ЗАДАНИЕ
Продолжите отрывок о товарообмене в древней Греции, начав сразу после его последней строки.

Самое печальное это то, что – в отличие, напр., от средневековой эпохи до нас совершенно не дошло списков товаров, проходивших через ту или другую таможню, так что нам приходится всецело полагаться на сообщения авторов относительно привозимых из какой-либо местности товаров, сообщения, имеющие сплошь и рядом случайный и по необходимости всегда субъективный характер. Но незначительная роль промышленных изделий в товарообмене древней Греции ярко выражается и в этих указаниях. Афиней в своем сборнике приводит тексты греческих поэтов, указывающих на товары, которые составляют специальность различных местностей Берем из них то, что относится к Греции (отбрасывая произведения Италии, Сирии, Египта и т.д., нас не касающиеся). Получаем следующее. По Антифану, Аргос производит тазы, Коринф-покрывала, Афины-благовония; по Гермиппу, Родос-изюм и сушенные смоквы, Эвбея – груши и яблоки, Фригия – рабов, Аркадия - наемников, Пагаза (в Фессалии) – тоже рабов, Пафлагония – орехи и миндаль, Крит - кипарисы; о промышленных изделиях у него ни слова. У Пиндара находим из Лакедемонии охотничьих собак, из Скироса – коз, из Аргоса – оружие, из Фив – колесницы; у Крития – кресла из Фессалии, кровати из Милета и Хиоса, из Фив опять колесницы, из Афин - керамические изделия. Наконец, у Антифана снова перечислены одни сельскохозяйственные продукты – всевозможные растения из Кипра, Милета, Тенедоса, Гиметта (в Аттике) Подводя итог приведенному из промышленных изделий, находим уже упомянутые металлические товары из Аргоса и колесницы из Фив, а кроме того также афинские благовония и сосуды, коринфийские покрывала кровати из Милета и Хиоса, кресла из Фессалии. Все же остальное – всевозможные животные, растения, фрукты, миндаль и орехи, наконец, рабы. Так что результат получается довольно бедный – промышленные изделия в вывозе различных местностей Греции имели весьма мало значения.

II.

Записи о расположении объектов

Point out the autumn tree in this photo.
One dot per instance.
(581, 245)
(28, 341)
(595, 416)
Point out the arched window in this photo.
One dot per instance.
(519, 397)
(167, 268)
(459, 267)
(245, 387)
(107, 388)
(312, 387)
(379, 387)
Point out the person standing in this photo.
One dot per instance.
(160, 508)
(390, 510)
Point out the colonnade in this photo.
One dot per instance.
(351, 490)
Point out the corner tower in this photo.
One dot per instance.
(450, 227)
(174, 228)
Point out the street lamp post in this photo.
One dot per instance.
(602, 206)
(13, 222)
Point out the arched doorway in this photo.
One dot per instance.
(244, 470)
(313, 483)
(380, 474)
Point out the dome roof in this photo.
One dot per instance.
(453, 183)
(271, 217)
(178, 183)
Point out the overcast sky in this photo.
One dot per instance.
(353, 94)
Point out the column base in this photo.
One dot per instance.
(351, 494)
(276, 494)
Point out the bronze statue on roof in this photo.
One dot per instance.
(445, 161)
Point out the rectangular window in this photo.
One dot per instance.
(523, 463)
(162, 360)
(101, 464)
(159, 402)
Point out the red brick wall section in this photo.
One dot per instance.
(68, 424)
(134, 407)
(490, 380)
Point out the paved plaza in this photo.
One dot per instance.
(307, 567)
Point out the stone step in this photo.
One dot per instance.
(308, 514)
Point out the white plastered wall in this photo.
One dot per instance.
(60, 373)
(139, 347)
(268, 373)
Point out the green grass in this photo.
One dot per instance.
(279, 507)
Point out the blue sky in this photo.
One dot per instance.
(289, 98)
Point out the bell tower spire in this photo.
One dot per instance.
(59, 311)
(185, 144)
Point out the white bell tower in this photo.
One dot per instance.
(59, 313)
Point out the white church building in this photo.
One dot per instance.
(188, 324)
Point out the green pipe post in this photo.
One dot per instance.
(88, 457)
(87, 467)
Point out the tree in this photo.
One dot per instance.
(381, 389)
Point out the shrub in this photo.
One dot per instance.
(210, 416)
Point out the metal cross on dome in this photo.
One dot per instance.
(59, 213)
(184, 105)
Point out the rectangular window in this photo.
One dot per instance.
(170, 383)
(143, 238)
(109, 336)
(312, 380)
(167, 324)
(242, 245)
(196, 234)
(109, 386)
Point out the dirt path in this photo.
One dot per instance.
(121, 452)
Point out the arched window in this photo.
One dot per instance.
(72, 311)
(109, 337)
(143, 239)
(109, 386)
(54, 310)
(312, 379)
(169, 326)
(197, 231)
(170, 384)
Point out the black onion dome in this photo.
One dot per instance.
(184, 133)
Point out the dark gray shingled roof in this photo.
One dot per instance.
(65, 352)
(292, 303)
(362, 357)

РЕЗУЛЬТАТ
Каким характером отличалась промышленность в таких областях, которые выдвигались по сравнению с прочими, как Коринф или Афины? Этот вопрос представляет наибольший интерес и является весьма спорным. Как мы видели, в Афинах разного рода промыслы были обильно представлены и, несомненно, существовала не только специализация, но и свидетельствующее о гораздо более высоком промышленном развитии расчленение процессов производства. Значительно меньше данных имеется относительно Коринфа, но и там может быть установлено существование разнообразных отраслей производства, – судостроения, обработки металлов, гончарного промысла, шерстяной промышленности, выделки благовоний. Но такое перечисление едва ли может удовлетворить кого-либо. При собирании фактов этого рода сваливается в одну кучу «большое и малое, постоянное и временное, типическое и случайное, существенное и неважное». Между тем, лишь при расчленении этих моментов может получиться известное представление о характере промышленности. В частности и тут возникает тот же вопрос, насколько мы имеем дело с производством для экспорта, в каких отраслях оно имело место и происходил ли вывоз лишь временно или же в течение продолжительных периодов и имел ли он правильный или только случайный характер, иначе говоря, экспортировались ли незначительные излишки, остававшиеся сверх того, что сбывалось на месте, или же это было постоянное, рассчитанное на внешний рынок производство в более или менее значительных размерах.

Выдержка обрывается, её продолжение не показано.